Can you replace "denim jacket" with "blue jacket" in the rows from the line containing "Task: indicate the denim" through the last row, and give only those lines again with everything else unchanged?

Data extracted from a collection:
------------------------------------
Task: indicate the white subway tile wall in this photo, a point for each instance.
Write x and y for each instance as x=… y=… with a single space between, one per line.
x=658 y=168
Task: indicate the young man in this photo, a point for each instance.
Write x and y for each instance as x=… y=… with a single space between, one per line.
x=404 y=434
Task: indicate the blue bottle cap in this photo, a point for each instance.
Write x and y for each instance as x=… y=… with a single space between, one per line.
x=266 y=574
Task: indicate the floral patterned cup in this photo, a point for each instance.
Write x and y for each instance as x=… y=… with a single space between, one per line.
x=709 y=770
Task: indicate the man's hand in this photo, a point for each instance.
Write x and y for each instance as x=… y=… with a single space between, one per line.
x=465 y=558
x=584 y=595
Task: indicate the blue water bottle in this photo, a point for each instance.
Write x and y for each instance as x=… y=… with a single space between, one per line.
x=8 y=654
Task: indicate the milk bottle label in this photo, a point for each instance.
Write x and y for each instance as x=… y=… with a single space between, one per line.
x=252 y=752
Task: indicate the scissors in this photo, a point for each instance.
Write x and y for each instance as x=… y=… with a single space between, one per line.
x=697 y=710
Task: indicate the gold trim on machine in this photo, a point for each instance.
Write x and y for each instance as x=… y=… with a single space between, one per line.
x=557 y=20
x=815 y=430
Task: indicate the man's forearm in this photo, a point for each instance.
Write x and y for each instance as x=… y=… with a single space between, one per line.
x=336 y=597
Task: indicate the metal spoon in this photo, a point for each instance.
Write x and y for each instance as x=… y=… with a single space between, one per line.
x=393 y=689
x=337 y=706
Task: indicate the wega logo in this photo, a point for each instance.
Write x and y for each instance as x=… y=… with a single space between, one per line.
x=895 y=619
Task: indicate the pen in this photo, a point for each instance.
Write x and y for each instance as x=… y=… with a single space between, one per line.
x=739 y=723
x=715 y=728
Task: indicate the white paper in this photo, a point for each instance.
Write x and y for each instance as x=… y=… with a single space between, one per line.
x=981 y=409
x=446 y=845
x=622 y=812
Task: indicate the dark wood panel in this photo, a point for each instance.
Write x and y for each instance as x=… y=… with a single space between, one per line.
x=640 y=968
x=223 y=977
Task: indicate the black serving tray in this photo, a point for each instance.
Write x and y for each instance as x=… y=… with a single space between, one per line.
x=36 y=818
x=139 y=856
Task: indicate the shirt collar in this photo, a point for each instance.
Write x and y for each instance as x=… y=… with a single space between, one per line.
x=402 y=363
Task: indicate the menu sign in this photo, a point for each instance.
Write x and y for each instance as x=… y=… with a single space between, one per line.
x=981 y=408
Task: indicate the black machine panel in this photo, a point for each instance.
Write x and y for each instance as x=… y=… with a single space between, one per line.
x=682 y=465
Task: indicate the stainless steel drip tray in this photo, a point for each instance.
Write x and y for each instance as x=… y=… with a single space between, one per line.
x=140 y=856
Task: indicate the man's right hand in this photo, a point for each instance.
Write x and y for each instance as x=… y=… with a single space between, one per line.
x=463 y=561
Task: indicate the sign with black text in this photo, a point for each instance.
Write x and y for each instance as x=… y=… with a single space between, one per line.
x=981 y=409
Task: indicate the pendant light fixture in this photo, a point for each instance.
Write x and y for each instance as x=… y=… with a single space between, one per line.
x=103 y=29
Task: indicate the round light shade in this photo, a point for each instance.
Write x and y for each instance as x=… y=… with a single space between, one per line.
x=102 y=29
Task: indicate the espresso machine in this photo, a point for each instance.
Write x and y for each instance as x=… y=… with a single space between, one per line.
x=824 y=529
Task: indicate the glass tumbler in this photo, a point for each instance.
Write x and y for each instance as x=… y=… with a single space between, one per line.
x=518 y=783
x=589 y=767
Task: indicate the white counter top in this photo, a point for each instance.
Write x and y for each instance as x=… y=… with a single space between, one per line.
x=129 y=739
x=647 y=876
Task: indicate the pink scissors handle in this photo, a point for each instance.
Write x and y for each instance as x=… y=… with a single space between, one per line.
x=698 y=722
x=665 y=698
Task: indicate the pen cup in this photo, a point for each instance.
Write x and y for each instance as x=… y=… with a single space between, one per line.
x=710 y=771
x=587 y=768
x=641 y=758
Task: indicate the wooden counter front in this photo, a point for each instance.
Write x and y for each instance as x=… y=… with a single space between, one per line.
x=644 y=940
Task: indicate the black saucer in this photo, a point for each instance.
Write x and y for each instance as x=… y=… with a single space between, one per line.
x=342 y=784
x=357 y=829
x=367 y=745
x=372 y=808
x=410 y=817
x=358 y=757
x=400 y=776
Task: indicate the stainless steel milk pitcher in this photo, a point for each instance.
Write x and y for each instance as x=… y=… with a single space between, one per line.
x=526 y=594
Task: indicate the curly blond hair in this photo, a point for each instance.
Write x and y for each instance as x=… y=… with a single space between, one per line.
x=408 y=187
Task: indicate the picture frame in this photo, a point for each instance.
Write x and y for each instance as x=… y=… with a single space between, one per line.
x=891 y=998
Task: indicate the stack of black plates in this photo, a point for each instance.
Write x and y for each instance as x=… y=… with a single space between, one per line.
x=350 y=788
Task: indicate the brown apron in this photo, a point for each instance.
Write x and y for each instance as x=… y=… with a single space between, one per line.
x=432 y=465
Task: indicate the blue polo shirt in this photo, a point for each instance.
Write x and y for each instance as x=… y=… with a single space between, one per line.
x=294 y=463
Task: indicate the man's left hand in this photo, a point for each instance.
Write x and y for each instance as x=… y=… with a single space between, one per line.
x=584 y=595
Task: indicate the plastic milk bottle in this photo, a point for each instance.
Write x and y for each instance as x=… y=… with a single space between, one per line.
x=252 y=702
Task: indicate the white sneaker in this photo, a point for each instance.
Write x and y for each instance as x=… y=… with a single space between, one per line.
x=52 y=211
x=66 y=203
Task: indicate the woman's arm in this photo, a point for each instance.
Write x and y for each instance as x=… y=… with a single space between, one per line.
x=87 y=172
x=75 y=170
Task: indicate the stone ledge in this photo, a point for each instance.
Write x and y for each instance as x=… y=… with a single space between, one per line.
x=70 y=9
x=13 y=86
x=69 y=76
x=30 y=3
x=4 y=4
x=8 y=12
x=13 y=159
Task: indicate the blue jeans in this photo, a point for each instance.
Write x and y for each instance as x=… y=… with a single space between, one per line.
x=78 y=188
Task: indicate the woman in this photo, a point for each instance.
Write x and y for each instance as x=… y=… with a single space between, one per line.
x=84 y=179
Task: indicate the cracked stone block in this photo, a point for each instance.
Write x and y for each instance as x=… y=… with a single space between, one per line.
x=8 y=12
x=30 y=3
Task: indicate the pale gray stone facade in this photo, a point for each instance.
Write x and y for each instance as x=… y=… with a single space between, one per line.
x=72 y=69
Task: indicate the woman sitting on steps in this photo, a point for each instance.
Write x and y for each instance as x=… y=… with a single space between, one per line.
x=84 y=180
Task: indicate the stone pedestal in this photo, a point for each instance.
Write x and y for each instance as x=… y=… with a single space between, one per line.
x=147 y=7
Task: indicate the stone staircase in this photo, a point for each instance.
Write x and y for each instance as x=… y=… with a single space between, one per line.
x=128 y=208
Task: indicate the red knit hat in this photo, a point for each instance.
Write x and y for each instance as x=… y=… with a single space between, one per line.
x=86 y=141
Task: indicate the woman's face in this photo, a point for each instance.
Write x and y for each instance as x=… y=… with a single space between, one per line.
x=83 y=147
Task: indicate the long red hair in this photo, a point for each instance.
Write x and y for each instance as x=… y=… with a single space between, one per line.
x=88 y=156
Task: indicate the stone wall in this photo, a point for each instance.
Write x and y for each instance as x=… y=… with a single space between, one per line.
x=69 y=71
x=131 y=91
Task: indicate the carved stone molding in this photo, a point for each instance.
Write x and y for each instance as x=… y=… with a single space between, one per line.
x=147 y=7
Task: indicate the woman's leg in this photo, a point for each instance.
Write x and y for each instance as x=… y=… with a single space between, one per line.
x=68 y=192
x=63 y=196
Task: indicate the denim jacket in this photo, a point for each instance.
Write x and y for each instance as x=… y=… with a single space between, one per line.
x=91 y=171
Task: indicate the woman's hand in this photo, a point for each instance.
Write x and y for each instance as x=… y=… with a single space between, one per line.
------------------------------------
Written answer:
Task: indicate the blue jacket in this photo, a point for each instance.
Write x and y for each instance as x=… y=… with a single space between, one per line.
x=91 y=171
Task: indicate the woman's hand in this photo, a point for each instance.
Write x and y for each instance as x=… y=… with a single space between, one per line.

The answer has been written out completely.